**EXERCISE**
Type out each entry exactly.

SOURCE MATERIAL Block Start

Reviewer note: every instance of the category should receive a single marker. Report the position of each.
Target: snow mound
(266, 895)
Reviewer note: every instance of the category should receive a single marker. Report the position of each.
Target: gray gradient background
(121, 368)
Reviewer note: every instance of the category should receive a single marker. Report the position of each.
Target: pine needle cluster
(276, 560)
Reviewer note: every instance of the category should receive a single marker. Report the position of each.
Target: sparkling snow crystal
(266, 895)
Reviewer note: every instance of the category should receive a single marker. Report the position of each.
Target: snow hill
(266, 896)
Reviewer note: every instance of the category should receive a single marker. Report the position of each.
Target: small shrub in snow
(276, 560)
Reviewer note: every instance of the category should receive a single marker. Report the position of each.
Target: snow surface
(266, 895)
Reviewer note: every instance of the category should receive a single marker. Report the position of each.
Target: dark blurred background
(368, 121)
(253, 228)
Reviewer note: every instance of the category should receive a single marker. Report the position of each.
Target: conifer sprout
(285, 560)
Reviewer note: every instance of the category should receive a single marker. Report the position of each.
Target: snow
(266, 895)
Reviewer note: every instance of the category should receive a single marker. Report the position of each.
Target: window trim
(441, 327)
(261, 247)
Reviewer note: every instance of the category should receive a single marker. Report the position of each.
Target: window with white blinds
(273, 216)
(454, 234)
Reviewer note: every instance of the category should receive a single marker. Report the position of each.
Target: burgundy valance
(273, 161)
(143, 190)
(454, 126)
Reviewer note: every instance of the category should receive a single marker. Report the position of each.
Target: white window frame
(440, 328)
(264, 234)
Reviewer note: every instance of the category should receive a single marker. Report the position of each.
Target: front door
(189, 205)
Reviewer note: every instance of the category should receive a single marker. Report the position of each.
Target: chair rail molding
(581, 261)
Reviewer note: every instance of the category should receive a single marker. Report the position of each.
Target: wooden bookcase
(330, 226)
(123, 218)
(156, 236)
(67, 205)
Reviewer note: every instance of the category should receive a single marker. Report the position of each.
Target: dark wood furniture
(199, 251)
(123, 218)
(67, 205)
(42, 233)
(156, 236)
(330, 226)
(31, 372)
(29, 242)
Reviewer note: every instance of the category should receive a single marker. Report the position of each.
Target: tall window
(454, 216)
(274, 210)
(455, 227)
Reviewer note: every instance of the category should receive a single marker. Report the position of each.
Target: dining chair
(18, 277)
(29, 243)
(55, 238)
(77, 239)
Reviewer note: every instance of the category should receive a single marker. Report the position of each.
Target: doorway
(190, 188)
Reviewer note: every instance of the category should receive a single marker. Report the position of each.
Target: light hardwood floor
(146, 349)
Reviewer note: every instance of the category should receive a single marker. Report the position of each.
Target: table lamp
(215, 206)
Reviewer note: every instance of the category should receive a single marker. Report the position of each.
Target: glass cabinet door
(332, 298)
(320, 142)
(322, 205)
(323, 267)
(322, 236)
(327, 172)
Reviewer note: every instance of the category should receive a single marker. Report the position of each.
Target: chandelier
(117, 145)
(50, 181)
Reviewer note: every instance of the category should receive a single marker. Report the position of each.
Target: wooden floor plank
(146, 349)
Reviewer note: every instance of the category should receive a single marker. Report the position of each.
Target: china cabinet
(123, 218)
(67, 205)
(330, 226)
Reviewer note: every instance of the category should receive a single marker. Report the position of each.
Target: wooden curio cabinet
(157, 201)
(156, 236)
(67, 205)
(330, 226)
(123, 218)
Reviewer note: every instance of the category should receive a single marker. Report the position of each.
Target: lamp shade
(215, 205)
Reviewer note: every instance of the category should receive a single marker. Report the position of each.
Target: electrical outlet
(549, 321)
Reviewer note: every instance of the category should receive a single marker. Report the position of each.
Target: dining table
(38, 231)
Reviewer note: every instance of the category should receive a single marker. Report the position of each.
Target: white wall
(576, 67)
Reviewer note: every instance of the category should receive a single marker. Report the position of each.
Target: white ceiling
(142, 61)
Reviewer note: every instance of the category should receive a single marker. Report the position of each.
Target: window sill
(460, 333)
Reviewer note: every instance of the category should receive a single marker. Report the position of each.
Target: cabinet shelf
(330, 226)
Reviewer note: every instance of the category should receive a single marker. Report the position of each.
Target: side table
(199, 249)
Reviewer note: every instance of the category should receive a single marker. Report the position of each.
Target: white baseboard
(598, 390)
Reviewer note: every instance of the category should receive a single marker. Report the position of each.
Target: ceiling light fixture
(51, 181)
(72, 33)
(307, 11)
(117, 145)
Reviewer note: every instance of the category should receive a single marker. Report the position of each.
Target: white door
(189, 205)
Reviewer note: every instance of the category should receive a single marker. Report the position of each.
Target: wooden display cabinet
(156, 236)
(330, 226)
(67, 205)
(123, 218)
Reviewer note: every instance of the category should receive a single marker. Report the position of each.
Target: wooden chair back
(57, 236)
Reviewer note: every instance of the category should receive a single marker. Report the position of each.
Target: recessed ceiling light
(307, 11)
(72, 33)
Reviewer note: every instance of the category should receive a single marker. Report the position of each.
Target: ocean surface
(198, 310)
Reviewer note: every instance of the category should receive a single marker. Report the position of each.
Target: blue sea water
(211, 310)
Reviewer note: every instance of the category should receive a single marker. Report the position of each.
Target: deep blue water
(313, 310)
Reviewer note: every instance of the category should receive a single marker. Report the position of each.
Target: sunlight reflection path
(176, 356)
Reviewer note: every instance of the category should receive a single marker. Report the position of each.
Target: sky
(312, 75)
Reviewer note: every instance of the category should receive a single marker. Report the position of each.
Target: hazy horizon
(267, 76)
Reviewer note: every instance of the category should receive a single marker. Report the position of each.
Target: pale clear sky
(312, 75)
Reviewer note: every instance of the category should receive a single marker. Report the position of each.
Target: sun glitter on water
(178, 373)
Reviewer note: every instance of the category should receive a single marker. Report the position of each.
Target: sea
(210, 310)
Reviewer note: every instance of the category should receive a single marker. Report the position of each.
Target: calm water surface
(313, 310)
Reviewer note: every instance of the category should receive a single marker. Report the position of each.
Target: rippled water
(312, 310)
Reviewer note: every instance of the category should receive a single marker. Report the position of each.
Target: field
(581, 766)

SOURCE MATERIAL Block End

**FINISHED TASK**
Reviewer note: every instance of the category should receive a single marker. Report the position of each.
Target: snow mound
(266, 895)
Reviewer note: every instance of the category should receive a single marker. Report the position of each.
Target: gray gradient background
(121, 368)
Reviewer note: every instance of the category should receive a single marker. Report the position of each.
Target: pine needle cluster
(276, 560)
Reviewer note: every instance of the category should receive a single marker. Report the position of each.
Target: sparkling snow crystal
(266, 895)
Reviewer note: every instance of the category should receive a single marker. Report the position of each.
Target: snow hill
(266, 896)
Reviewer note: every instance of the category should receive a single marker. Report the position of each.
Target: small shrub in snow
(276, 560)
Reviewer note: every instance of the category should receive a single marker. Report the position of each.
Target: snow surface
(266, 895)
Reviewer note: every instance of the category should receive a single marker. Report the position of each.
Target: dark blurred background
(368, 121)
(253, 228)
Reviewer note: every instance of the category should receive a single marker. Report the position of each.
Target: conifer sprout
(285, 560)
Reviewer note: every instance of the category should receive a single marker. Report the position of each.
Target: snow
(266, 895)
Reviewer note: every instance of the category should receive a single marker. Report the position of each.
Target: window trim
(441, 327)
(261, 247)
Reviewer note: every instance of the category should receive a single marker. Report the position of each.
Target: window with white blinds
(273, 216)
(454, 234)
Reviewer note: every instance of the category should receive a single marker. Report the position of each.
Target: burgundy valance
(273, 161)
(143, 190)
(454, 126)
Reviewer note: every instance of the category should receive a single marker. Report the position of each.
Target: white window frame
(440, 328)
(264, 234)
Reviewer note: every instance of the category should receive a single marker. Report the position of each.
Target: front door
(189, 205)
Reviewer note: every instance of the category should receive a single marker. Report the position of each.
Target: chair rail molding
(581, 261)
Reviewer note: every instance of the category should receive a single marker. Report the position of each.
Target: wooden bookcase
(330, 226)
(123, 218)
(156, 236)
(67, 205)
Reviewer note: every instance of the category should receive a single marker. Report the position of each.
Target: dark wood furniture
(199, 251)
(123, 218)
(67, 205)
(42, 233)
(156, 236)
(330, 226)
(31, 372)
(29, 242)
Reviewer note: every instance of the category should receive a single marker. Report the position of each.
Target: tall window
(454, 216)
(274, 210)
(455, 227)
Reviewer note: every instance of the category should receive a single marker. Report the position of each.
Target: dining chair
(18, 277)
(29, 243)
(55, 238)
(77, 239)
Reviewer note: every instance of the category should receive a single marker. Report the position of each.
Target: doorway
(190, 188)
Reviewer note: every instance of the category should receive a single marker. Report the position of each.
Target: light hardwood floor
(146, 349)
Reviewer note: every instance of the category should receive a single marker. Report the position of each.
Target: table lamp
(215, 206)
Reviewer note: every instance of the category should receive a single marker. Report the position of each.
Target: glass cabinet door
(332, 298)
(320, 142)
(322, 205)
(323, 267)
(322, 236)
(327, 172)
Reviewer note: every instance of the category should receive a single marker. Report the position of each.
Target: chandelier
(117, 145)
(50, 181)
Reviewer note: every instance of the category should receive a single marker. Report the position of each.
Target: wooden floor plank
(146, 349)
Reviewer note: every instance of the category should receive a single marker. Report the position of each.
Target: china cabinet
(123, 218)
(67, 205)
(330, 226)
Reviewer note: every instance of the category should receive a single marker. Report the position of each.
Target: wooden curio cabinet
(157, 201)
(156, 236)
(67, 205)
(330, 226)
(123, 218)
Reviewer note: every instance of the category should receive a single marker. Report the position of each.
Target: lamp shade
(215, 205)
Reviewer note: every instance of the category should receive a single marker. Report the position of each.
Target: electrical outlet
(549, 321)
Reviewer note: every instance of the category should receive a single marker. Report the position of each.
Target: dining table
(38, 231)
Reviewer note: every instance of the category should receive a single marker. Report the position of each.
Target: white wall
(576, 67)
Reviewer note: every instance of the category should receive a single marker. Report the position of each.
Target: white ceiling
(142, 61)
Reviewer note: every instance of the category should receive a single marker. Report the position of each.
Target: window sill
(460, 333)
Reviewer note: every instance of the category should receive a single marker. Report the position of each.
Target: cabinet shelf
(330, 226)
Reviewer note: every instance of the category should receive a single marker. Report the position of each.
Target: side table
(199, 249)
Reviewer note: every instance of the category should receive a single marker. Report the position of each.
Target: white baseboard
(598, 390)
Reviewer note: every instance of the category should receive a single marker. Report the position of each.
Target: ceiling light fixture
(51, 181)
(72, 33)
(307, 11)
(117, 145)
Reviewer note: every instance of the category should receive a single marker. Report the position of each.
Target: white door
(189, 205)
Reviewer note: every instance of the category should receive a single marker. Report the position of each.
Target: wooden display cabinet
(156, 236)
(330, 226)
(67, 205)
(123, 218)
Reviewer note: every instance of the category should receive a single marker. Report the position of each.
Target: wooden chair back
(57, 236)
Reviewer note: every instance of the category should receive a single marker. Report the position of each.
Target: recessed ceiling light
(307, 11)
(72, 33)
Reviewer note: every instance of the category should receive a single marker. Report the position of each.
Target: ocean surface
(198, 310)
Reviewer note: every instance of the category should receive a single marker. Report the position of each.
Target: blue sea water
(211, 310)
Reviewer note: every instance of the category should receive a single marker. Report the position of each.
Target: deep blue water
(313, 310)
Reviewer note: every instance of the category should receive a single marker. Report the position of each.
Target: sunlight reflection path
(176, 356)
Reviewer note: every instance of the category should receive a single marker. Report the position of each.
Target: sky
(312, 75)
Reviewer note: every instance of the category should receive a single marker. Report the position of each.
Target: hazy horizon
(267, 76)
Reviewer note: every instance of the category should receive a single marker. Report the position of each.
Target: pale clear sky
(312, 75)
Reviewer note: every instance of the category should receive a single marker. Report the position of each.
Target: sun glitter on water
(178, 373)
Reviewer note: every instance of the category should receive a single marker. Report the position of each.
Target: sea
(210, 310)
Reviewer note: every instance of the category should receive a single marker. Report the position of each.
Target: calm water surface
(313, 310)
Reviewer note: every instance of the category should receive a single marker. Report the position of each.
Target: rippled water
(312, 310)
Reviewer note: every instance of the category should receive a single marker. Report the position of each.
Target: field
(581, 766)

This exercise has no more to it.